Climate Change - Time is Running Out for Financial Systems to React

Climate Change - Time is Running Out for Financial Systems to React

Climate Change brings unprecedented risks to Financial Systems and Global economies.

Thirty years after the first UN IPCC meeting, financial regulators globally have realised that not only is there a coupling between climate risk 'in the real world' and in the financial domain, but that the Financial System will be pivotal in enabling transitions to net-zero carbon economies.

Since Mark Carney's now famous speech 'Breaking the tragedy of the Horizon - Climate Change and Financial Stability' in 2015, Central Banks and Supervisors around the world have joined forces to help shape the next chapter in the response to financial risks as a result of climate change.

"While there is still time to act, the window of opportunity is finite and shrinking."

Though progress in this area feels like it's remained painfully slow, we're starting to see the green shoots of real action and formative change emerge.

Let's start with the basics.

There are three key types of risks that arise from climate change

  • Physical Risk: what you probably imagine when you think of climate change; the impacts that arise from climate and extreme weather events, such as floods and storms that damage property or disrupt trade;
  • Transition Risk: the financial risks associated with the cost of moving to a net-zero carbon economy for both consumers and businesses alike - the more disorderly the transition the higher the transition cost is likely to be;
  • Liability Risk: the impacts to insurers and legal firms relating to both changes in policy but also increasing risk of loss claims, including failure to disclose significant risks that may impact market valuations

In reality, there could be any number of combinations by which these risks manifest - firms will need to be able to flex their strategies to accommodate a range of scenarios and possible outcomes in the real world.

Firms recognise the challenge ahead and are voluntarily mobilising action, before regulation drives them to do so

Climate change doesn't just represent unprecedented risk. But for those who identify them, there are significant opportunities. Opportunities for building a more resilient business as we head into an uncertain future, but also sustainable growth in new and exciting areas.

- **EXERCISE GOAL**:
Quote the climate change article word for word, starting at "In reality, there" and ending at "and exciting areas.".

- **RECORDS**:
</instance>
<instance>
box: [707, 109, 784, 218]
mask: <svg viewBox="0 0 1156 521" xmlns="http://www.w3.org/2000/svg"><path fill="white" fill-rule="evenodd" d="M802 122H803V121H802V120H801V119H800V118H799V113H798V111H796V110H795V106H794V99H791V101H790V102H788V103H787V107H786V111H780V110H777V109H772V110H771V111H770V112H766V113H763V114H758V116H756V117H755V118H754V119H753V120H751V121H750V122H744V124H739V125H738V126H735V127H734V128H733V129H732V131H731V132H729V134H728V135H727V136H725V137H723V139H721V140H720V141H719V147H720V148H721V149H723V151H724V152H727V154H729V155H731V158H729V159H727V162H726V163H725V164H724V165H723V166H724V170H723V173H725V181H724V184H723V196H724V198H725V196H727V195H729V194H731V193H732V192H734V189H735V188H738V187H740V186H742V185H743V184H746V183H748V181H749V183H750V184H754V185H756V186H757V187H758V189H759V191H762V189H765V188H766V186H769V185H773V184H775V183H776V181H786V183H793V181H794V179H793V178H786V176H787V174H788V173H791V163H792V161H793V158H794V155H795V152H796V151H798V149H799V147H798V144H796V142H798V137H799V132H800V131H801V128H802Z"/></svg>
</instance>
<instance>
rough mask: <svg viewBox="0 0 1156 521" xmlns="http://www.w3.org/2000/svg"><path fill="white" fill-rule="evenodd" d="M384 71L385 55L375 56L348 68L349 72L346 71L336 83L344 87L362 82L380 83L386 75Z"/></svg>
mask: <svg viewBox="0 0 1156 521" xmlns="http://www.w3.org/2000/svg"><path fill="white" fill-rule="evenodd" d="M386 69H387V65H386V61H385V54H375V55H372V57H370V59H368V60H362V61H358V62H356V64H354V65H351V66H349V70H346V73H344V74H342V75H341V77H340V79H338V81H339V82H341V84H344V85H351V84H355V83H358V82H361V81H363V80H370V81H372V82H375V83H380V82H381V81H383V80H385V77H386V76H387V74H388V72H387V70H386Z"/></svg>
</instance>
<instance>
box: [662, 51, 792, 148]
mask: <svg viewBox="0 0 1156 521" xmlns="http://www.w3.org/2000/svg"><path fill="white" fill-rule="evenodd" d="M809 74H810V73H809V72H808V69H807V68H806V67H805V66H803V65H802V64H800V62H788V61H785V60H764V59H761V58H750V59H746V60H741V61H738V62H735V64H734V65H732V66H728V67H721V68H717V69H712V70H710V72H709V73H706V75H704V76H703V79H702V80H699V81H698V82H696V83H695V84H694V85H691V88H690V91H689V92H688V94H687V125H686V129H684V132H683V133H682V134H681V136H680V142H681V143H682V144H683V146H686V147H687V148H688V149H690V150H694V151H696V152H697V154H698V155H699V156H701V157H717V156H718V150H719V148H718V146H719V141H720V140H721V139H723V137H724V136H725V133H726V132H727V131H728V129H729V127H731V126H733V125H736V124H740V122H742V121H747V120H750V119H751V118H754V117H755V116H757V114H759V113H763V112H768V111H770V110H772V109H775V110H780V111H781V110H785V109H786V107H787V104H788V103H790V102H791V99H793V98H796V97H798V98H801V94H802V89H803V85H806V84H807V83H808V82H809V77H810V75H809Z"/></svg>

- **OUTPUT OF THE EXERCISE**:
In reality, there could be any number of combinations by which these risks manifest - firms will need to be able to flex their strategies to accommodate a range of scenarios and possible outcomes in the real world.

Firms recognise the challenge ahead and are voluntarily mobilising action, before regulation drives them to do so

Climate change doesn't just represent unprecedented risk. But for those who identify them, there are significant opportunities. Opportunities for building a more resilient business as we head into an uncertain future, but also sustainable growth in new and exciting areas.